▶ **To do**
Answer these questions from the excerpt below about a restaurant outing:
(a) What did the writer and the writer's mother nibble on before their shared appetizer arrived?
(b) Who offered to take a picture of the two of them at the bar?
(c) Where did the woman sitting next to them move to care for her mother?
[start of Excerpted text]
As luck would have it, we found the perfect necklace. It was a good omen.

I suggested to my mother that, rather than cook at home, we grab a bite to eat since we had plenty of kitchen time ahead of us in the next few days. She picked a restaurant that was a family favorite, and I thought it might be fun to sit at the bar. She was game.

We ordered a glass of wine and nibbled on some popcorn before the appetizer we were sharing arrived.

My mother and I reminisced about how, when my parents were empty nesters, they used to periodically eat at a restaurant bar. They’d chat with the bartender and patrons. It was as nourishing for the tummy as it was for the soul.

I decided to memorialize the event with a selfie, which got the attention of a few of the patrons around us and across the bar. A husband and wife asked if we’d like them to take a picture, and the woman sitting beside my mother did the same.

They asked if it was a birthday or celebration, and we said that we were just enjoying a meal out after my mother’s long caregiving journey. The patrons seemed genuinely happy for us to be having this time together.

The woman next to us said her mother had died not long ago, and she thinks about her every day. When her mother fell ill, the woman had moved from the town we were in to Massachusetts to care for her.

This restaurant was a place she used to come when she lived locally. It brought her comfort, too.

Many of us take for granted the choices and options we have that can bring us joy in a day. How simple an outing but how significant a milestone.
[end of Excerpted text]
[start of Data]
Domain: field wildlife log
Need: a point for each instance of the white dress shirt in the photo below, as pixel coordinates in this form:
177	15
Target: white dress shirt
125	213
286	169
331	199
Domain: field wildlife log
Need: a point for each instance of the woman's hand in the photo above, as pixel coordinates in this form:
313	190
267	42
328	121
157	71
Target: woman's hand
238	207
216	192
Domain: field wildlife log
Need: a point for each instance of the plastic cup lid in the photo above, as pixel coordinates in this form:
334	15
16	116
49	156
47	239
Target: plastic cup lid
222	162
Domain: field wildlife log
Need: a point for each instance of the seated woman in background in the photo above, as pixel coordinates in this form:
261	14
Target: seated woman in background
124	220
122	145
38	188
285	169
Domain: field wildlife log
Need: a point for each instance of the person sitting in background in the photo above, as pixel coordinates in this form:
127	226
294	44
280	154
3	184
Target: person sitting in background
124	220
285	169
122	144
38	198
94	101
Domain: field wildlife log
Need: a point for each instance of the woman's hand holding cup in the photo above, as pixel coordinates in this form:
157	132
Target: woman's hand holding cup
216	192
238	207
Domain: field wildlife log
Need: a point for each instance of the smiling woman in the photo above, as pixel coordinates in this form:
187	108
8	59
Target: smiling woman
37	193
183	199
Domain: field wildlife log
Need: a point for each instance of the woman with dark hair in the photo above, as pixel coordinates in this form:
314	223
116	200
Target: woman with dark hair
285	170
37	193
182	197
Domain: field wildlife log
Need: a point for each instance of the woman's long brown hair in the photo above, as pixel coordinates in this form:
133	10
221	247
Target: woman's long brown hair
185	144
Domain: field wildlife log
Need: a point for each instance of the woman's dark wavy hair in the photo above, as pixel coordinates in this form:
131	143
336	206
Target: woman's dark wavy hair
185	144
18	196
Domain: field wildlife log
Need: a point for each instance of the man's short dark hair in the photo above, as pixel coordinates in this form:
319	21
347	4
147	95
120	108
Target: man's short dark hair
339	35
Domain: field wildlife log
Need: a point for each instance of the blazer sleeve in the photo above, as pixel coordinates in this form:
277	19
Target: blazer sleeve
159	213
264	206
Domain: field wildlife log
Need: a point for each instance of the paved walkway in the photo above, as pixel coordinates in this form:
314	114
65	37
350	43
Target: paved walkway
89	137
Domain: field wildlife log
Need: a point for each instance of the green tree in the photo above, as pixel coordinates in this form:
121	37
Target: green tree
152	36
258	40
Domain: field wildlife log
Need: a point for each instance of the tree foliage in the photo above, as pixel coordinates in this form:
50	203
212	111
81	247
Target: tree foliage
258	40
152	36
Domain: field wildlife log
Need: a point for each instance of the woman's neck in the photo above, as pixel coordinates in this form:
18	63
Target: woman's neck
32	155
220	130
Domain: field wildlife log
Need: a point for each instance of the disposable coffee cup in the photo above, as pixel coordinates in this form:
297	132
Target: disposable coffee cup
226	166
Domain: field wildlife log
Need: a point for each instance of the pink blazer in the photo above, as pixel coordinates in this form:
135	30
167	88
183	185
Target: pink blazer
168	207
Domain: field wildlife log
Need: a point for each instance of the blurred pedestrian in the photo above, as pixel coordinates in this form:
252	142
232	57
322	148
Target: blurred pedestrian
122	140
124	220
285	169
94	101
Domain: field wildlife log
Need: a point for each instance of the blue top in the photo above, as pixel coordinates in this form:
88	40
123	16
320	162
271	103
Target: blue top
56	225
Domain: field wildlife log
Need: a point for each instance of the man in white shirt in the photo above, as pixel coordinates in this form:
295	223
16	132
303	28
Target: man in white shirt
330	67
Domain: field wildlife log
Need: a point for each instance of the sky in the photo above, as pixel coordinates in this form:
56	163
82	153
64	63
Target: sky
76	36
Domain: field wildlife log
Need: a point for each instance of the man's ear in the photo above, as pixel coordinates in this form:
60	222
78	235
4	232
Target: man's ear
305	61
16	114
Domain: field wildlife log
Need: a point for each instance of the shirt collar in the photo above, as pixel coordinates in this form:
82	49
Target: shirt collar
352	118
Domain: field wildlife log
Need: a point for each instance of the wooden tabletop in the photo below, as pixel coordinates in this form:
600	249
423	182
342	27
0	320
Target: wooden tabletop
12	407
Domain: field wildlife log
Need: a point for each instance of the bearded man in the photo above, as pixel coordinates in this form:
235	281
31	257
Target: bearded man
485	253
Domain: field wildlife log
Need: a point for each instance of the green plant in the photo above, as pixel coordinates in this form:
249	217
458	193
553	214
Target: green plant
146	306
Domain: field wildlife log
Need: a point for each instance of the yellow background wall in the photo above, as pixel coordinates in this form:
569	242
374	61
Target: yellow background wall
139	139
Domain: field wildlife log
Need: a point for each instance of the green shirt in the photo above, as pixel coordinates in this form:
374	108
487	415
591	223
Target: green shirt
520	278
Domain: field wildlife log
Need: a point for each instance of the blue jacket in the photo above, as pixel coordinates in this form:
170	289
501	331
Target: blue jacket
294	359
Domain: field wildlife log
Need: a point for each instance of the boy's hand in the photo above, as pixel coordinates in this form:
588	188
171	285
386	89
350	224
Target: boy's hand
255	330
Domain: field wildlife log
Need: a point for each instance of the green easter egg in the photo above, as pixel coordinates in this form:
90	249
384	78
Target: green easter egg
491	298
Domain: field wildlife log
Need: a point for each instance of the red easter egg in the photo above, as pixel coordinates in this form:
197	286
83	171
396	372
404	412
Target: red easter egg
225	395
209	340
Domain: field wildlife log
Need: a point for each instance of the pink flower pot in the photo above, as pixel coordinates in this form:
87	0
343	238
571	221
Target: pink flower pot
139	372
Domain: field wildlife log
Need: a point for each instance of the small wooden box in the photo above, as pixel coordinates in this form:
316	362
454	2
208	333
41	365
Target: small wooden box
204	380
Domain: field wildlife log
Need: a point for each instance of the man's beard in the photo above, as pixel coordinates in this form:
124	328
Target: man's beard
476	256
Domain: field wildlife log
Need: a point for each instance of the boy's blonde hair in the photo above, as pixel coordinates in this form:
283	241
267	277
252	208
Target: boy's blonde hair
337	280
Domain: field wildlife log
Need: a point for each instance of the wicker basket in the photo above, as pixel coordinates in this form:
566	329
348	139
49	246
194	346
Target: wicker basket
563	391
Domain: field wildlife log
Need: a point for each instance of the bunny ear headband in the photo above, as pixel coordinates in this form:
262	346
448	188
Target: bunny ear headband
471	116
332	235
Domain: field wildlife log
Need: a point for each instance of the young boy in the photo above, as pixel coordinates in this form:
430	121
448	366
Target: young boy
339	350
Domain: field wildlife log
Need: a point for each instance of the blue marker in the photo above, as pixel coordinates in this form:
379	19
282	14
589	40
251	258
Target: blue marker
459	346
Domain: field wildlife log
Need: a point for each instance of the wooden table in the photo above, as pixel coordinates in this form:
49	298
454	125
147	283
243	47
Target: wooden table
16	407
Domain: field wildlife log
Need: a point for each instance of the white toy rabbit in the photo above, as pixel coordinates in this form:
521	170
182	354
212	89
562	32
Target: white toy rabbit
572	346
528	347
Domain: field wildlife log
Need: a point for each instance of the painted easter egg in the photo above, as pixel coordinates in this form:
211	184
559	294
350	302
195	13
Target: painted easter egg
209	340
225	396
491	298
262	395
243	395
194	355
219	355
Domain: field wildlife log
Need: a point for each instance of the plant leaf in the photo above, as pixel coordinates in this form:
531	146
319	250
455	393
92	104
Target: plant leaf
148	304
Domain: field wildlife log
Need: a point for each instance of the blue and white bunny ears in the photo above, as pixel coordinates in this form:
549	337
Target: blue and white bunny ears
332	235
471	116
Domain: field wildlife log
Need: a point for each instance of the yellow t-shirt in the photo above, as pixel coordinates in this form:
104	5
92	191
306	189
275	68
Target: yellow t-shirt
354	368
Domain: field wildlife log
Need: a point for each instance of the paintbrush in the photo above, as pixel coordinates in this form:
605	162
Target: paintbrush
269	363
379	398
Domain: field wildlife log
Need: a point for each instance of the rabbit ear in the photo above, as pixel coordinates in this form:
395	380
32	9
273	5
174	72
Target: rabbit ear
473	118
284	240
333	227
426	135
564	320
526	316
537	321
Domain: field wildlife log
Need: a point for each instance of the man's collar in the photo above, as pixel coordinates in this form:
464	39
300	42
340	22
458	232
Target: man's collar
[end of Data]
▶ **Answer to this task**
(a) Popcorn.
(b) A husband and wife, and the woman sitting beside the writer's mother.
(c) Massachusetts.